For Connan, though, the study uncovering the eggs’ pollution is just the beginning: she suspects that there are major dysfunctions in the monitoring of the Ivry plant. Syctom, which owns the Ivry plant, and French utilities giant Suez, which operates it, regularly publish yearly reports on the controls carried out at the plant – both by the two companies themselves, as part of a self-surveillance mechanism, and by independent bodies. But, according to Connan, there are major discrepancies in what the company reports, and the reality.
“Every time there is an incident, we see it. The next day, people come to us and say, ‘we were coming back from the cinema, and ended up in a thick black fog,’” Connan explains. “And then, we look at the numbers, and we say, ‘this day, this happened,’ and we’re being told there’s nothing to see.”
For years, the 3R Collective has been asking to access the incinerator’s raw data, to track, in real time, the dioxin emissions from the incinerator’s chimneys. On February 25th, Syctom partially answered their request, by sending more than 2,000 pages of files to their offices. These documents, which contain monthly averages of dioxin emissions previously unavailable to the public, were accessed by Sciences Po’s Journalism School (EDJ), and reveal inconsistencies in the management of the Ivry plant, in at least two instances.
First, in July 2020, independent measurements carried out by the French company Apave, specialized in risk assessment, discovered during a 6-hours test that the levels of dioxins emitted by the incinerator were above the legal limit. In 2010, the European Parliament had passed a bill introducing limitations for dioxin emissions in the air, which were capped at 0.1 nanograms per cubic meter of air. But that day, dioxin levels measured in one of the incinerator’s chimneys stood at 0.182 nanograms – almost twice the legal limit. Although the incident is mentioned in Suez’s 2020 yearly report, in an annex, it does not specify what the company did to solve the issue.

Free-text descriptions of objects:
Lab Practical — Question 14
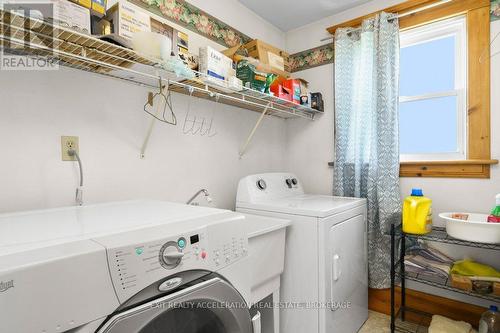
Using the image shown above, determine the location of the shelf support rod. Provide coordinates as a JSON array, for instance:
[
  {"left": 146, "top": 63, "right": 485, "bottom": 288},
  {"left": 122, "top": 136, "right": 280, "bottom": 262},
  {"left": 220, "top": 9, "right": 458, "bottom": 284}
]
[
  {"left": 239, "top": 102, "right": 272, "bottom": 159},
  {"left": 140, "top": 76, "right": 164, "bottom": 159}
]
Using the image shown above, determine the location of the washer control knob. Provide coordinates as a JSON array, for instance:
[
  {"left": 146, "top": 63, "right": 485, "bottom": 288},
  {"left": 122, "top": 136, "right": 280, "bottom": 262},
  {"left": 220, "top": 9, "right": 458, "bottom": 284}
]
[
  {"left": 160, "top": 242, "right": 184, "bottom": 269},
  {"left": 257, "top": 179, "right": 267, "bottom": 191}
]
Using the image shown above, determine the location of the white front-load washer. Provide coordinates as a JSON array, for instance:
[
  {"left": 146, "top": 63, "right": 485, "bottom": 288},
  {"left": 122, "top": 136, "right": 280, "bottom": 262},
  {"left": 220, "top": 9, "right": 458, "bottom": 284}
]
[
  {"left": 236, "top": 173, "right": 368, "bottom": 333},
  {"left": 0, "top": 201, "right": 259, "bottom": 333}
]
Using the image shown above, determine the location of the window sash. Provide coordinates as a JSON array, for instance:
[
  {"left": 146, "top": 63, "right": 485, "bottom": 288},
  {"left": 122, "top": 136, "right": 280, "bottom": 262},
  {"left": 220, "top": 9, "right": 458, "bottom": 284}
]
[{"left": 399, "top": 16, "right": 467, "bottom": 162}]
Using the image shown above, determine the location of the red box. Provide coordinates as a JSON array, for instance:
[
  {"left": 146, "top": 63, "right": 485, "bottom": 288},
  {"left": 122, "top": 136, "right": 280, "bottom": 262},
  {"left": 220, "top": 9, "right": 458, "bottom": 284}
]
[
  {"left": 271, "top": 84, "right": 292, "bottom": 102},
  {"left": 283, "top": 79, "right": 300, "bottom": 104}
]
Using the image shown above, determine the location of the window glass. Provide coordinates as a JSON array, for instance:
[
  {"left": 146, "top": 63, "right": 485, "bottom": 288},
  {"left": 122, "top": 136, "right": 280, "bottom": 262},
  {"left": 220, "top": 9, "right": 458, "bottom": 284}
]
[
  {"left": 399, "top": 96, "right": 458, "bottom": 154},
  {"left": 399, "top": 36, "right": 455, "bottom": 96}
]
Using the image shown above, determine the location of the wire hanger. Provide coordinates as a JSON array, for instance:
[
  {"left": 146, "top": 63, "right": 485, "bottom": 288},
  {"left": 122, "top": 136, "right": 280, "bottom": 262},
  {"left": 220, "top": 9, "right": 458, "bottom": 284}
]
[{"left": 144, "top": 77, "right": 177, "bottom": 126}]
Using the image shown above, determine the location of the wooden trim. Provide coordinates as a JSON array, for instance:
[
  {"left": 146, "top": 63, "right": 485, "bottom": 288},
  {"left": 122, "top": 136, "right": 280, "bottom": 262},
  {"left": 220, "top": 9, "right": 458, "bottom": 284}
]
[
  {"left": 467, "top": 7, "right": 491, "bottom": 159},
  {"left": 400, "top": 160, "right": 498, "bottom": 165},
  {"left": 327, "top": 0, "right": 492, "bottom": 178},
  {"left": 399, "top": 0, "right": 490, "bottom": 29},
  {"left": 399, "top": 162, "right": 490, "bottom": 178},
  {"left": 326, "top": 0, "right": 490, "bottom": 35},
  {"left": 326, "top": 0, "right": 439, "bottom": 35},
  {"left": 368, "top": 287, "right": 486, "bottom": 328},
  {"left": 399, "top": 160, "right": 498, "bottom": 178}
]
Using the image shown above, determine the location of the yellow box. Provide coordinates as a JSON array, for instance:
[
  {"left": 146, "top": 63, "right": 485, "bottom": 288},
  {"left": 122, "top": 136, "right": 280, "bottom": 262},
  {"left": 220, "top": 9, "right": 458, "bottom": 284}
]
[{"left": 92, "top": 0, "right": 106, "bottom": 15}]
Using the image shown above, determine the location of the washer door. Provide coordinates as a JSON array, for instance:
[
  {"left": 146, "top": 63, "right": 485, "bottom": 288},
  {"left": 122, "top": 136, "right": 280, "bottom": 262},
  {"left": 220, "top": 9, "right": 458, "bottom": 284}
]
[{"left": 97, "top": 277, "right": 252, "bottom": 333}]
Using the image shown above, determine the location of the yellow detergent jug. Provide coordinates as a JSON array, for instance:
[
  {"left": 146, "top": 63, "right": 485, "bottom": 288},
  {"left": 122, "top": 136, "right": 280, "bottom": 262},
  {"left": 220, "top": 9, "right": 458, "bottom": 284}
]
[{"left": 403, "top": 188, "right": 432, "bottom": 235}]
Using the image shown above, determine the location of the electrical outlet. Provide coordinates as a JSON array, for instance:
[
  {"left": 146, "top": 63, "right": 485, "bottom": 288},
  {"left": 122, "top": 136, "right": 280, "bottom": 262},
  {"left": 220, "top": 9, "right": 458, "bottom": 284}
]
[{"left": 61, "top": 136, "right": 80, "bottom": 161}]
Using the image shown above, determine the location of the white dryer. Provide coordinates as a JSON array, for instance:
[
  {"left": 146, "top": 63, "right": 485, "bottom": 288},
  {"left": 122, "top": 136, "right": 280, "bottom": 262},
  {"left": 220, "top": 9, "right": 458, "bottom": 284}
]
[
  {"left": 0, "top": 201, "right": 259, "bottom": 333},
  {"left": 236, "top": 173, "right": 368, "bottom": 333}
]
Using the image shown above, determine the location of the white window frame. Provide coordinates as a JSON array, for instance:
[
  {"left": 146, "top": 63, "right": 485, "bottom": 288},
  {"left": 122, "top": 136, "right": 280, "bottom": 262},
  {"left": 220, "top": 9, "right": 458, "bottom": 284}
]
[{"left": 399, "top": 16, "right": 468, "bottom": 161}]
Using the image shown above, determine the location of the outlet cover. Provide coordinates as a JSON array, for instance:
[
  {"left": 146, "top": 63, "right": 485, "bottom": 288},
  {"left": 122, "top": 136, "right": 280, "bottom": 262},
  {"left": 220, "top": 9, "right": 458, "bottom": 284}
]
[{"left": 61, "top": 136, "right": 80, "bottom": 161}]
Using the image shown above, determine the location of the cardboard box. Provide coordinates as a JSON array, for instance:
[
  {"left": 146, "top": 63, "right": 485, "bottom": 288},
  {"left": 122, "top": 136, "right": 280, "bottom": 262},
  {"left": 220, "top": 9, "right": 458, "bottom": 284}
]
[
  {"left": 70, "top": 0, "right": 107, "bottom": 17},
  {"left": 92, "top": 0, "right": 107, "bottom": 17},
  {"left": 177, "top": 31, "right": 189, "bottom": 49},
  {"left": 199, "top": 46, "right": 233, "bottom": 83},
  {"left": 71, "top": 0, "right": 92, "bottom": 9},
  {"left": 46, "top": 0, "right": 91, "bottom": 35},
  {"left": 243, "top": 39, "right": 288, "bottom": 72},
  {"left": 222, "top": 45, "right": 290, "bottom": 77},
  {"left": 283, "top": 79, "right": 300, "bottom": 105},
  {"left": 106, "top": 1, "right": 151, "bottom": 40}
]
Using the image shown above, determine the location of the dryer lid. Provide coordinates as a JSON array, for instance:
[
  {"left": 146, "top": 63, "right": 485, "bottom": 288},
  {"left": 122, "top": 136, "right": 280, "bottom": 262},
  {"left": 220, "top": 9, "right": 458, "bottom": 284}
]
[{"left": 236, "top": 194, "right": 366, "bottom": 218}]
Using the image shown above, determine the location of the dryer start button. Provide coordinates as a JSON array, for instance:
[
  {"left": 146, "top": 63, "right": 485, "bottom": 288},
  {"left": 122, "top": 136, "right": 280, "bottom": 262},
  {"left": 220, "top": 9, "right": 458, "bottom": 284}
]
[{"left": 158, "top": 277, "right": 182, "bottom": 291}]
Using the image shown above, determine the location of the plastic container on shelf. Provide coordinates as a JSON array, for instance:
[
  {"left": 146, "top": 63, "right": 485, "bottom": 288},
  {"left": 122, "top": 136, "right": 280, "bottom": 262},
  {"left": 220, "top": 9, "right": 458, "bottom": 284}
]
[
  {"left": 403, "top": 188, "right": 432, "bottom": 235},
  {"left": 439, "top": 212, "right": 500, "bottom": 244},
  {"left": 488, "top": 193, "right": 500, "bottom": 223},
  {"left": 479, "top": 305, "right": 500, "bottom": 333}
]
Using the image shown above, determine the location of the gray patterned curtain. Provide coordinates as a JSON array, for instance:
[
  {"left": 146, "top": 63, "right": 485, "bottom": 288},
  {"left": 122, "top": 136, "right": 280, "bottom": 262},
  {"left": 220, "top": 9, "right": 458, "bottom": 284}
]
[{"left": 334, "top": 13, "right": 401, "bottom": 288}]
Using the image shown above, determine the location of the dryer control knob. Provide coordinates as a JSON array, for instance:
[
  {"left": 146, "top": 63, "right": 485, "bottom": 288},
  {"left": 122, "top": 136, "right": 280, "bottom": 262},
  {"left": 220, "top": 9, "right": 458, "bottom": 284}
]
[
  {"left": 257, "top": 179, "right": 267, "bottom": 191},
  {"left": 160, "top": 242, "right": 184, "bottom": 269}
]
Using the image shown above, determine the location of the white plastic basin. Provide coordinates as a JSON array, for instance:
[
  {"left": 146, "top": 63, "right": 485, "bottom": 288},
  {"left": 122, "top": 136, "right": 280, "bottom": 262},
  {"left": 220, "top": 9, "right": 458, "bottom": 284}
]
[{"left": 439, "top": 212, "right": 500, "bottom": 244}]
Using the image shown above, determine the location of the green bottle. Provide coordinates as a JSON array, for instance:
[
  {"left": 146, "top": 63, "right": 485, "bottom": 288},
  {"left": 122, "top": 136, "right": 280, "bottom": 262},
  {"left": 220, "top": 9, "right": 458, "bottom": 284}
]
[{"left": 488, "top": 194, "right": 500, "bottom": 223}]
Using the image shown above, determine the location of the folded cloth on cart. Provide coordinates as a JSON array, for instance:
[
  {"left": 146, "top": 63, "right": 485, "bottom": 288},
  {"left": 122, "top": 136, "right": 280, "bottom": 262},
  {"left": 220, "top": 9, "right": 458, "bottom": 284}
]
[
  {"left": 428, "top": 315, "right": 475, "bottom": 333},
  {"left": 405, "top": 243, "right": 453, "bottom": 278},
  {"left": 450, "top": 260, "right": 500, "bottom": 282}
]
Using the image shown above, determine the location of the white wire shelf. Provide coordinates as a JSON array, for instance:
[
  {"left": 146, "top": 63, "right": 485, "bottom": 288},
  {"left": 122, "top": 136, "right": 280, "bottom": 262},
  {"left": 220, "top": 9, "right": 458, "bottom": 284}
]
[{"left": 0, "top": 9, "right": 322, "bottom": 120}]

* [Work task A]:
In the article on the Ivry incinerator, why do the July 2020 Apave measurements count as a breach of the legal limit? Answer in one to three sentences.
* [Work task B]:
According to the article on the Ivry incinerator, how many pages of files did Syctom send to the 3R Collective on February 25th?
* [Work task C]:
Continue the article on the Ivry incinerator after its last sentence.
These rows are separate material and are not part of the article.

* [Task output A]:
A bill passed by the European Parliament in 2010 capped dioxin emissions in the air at 0.1 nanograms per cubic meter. During Apave's 6-hour test, the level in one of the incinerator's chimneys was 0.182 nanograms, almost twice that limit.

* [Task output B]:
More than 2,000 pages.

* [Task output C]:
Second, in September 2020, the incinerator was stopped after two blackouts occurred within a few days – first at one of the ovens on 1 September, then at both ovens on September 5th. After the first blackout, Syctom commissioned an outside study to measure the incinerator’s emissions upon restart – as part of the two to three controls conducted every year by Syctom when the incinerators re-start after being stopped. A team from the Belgian group Bureau Veritas, specialised in inspection and certification, oversaw the study. All measurements stood below the legal limit. The report does not flag “any outstanding event”, noting that “the operating conditions of the plant were stable for the duration of the tests.”
According to Connan, it is during these interruptions and re-start phases that large quantities of dioxins can be released into the air in one go, because the temperature inside the chimneys is not high enough to eliminate them.
When the incinerator faced another blackout four days later, the documents do not indicate that an outside study was performed to measure the incinerator’s emissions after it restarted – which is not required by French law.
These two developments come as France is being scrutinized over air quality: the country is currently facing trial against the European Union for failing to abide by legal standards on air quality – particularly in the Paris area.
For Berthod, one thing is certain: from now on, she will no longer consume her hens’ eggs. “We’re going to let the hens we have be, and live out their lives. But I won’t be unhappy the day they’re not around anymore”, Berthod said. In the meantime, Quesemand, her partner, is storing their polluted eggs in their garage. He’s planning to use them in what he calls an “artistico-political” gesture: throwing them back at the incinerator, in an ironic return to their sender.